(Problem A): Rewrite the passage of the facility engineer description that begins at the words "The Facility Engineer" and stops after "risk of failure.", substituting "server facility" for "data center" wherever it occurs.

(Selected extract):
══════
The Facility Engineer is responsible for maintaining and optimizing all the physical infrastructure systems within the data center, including power, cooling, HVAC, backup systems, and building management. The engineer ensures that the data center operates at peak performance, meets reliability standards, and complies with safety and regulatory requirements.
Roles and Responsibilities:
1. Facility Operations & Maintenance
- Monitor and maintain critical infrastructure systems, including HVAC (heating, ventilation, air conditioning), UPS (uninterruptible power supply), backup generators, fire suppression systems, security systems, and electrical systems.
- Conduct regular checks and preventive maintenance on equipment to ensure all systems are functioning properly and to minimize the risk of failure.
- Respond to and resolve operational issues related to building systems (e.g., power outages, cooling system failures, or water leaks).
══════
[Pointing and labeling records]
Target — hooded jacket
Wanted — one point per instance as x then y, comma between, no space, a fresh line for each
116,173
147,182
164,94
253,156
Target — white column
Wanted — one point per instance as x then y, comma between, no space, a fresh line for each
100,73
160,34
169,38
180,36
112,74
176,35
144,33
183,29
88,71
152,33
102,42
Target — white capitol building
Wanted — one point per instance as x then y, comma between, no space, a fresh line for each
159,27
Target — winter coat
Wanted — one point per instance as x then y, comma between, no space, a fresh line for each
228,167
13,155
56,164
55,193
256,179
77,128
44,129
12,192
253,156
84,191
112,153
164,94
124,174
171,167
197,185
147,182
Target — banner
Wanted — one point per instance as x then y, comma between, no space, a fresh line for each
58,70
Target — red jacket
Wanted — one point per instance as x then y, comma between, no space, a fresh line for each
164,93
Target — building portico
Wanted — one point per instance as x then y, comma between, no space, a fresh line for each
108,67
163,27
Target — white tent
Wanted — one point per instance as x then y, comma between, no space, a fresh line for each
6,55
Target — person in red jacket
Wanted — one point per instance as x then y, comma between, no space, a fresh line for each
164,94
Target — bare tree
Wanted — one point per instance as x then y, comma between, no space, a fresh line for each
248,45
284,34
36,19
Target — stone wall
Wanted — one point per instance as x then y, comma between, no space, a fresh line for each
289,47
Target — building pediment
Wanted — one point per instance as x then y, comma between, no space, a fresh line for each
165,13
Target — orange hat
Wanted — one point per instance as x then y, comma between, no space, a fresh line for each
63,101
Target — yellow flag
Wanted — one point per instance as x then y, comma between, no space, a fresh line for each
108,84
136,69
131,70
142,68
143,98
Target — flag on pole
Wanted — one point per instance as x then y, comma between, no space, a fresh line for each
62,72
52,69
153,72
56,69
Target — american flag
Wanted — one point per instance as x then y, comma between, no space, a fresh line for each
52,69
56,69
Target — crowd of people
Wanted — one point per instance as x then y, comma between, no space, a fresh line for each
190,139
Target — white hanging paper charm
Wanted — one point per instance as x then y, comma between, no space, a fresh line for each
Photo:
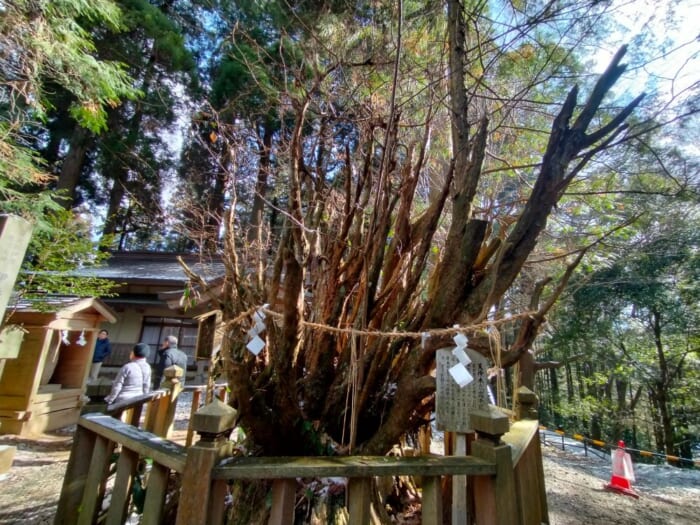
══════
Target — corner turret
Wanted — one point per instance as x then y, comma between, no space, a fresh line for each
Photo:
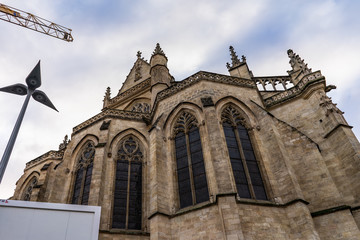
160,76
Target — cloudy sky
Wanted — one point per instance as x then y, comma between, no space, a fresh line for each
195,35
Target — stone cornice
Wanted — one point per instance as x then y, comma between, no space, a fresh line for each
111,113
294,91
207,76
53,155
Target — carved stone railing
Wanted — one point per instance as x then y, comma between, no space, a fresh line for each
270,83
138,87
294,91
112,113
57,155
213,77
══════
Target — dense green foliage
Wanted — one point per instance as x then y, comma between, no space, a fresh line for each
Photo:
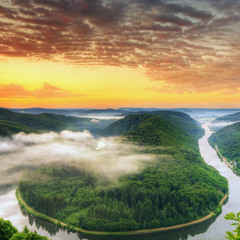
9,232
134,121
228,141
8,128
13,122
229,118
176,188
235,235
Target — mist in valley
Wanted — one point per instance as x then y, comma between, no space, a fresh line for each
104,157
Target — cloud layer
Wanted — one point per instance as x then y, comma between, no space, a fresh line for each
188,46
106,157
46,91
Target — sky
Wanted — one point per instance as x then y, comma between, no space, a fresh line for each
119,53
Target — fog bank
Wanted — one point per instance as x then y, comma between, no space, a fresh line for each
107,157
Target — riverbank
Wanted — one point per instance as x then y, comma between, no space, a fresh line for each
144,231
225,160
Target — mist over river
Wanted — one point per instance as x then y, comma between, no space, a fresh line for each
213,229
══════
(Problem B): Pick out each line of the records that contains the word "stone" and copy those lines.

(Exercise answer A):
The Facility Engineer is responsible for maintaining and optimizing all the physical infrastructure systems within the server facility, including power, cooling, HVAC, backup systems, and building management. The engineer ensures that the server facility operates at peak performance, meets reliability standards, and complies with safety and regulatory requirements.
Roles and Responsibilities:
1. Facility Operations & Maintenance
- Monitor and maintain critical infrastructure systems, including HVAC (heating, ventilation, air conditioning), UPS (uninterruptible power supply), backup generators, fire suppression systems, security systems, and electrical systems.
- Conduct regular checks and preventive maintenance on equipment to ensure all systems are functioning properly and to minimize the risk of failure.

(Exercise answer B):
Target — stone wall
Target — stone cornice
Target — carved stone railing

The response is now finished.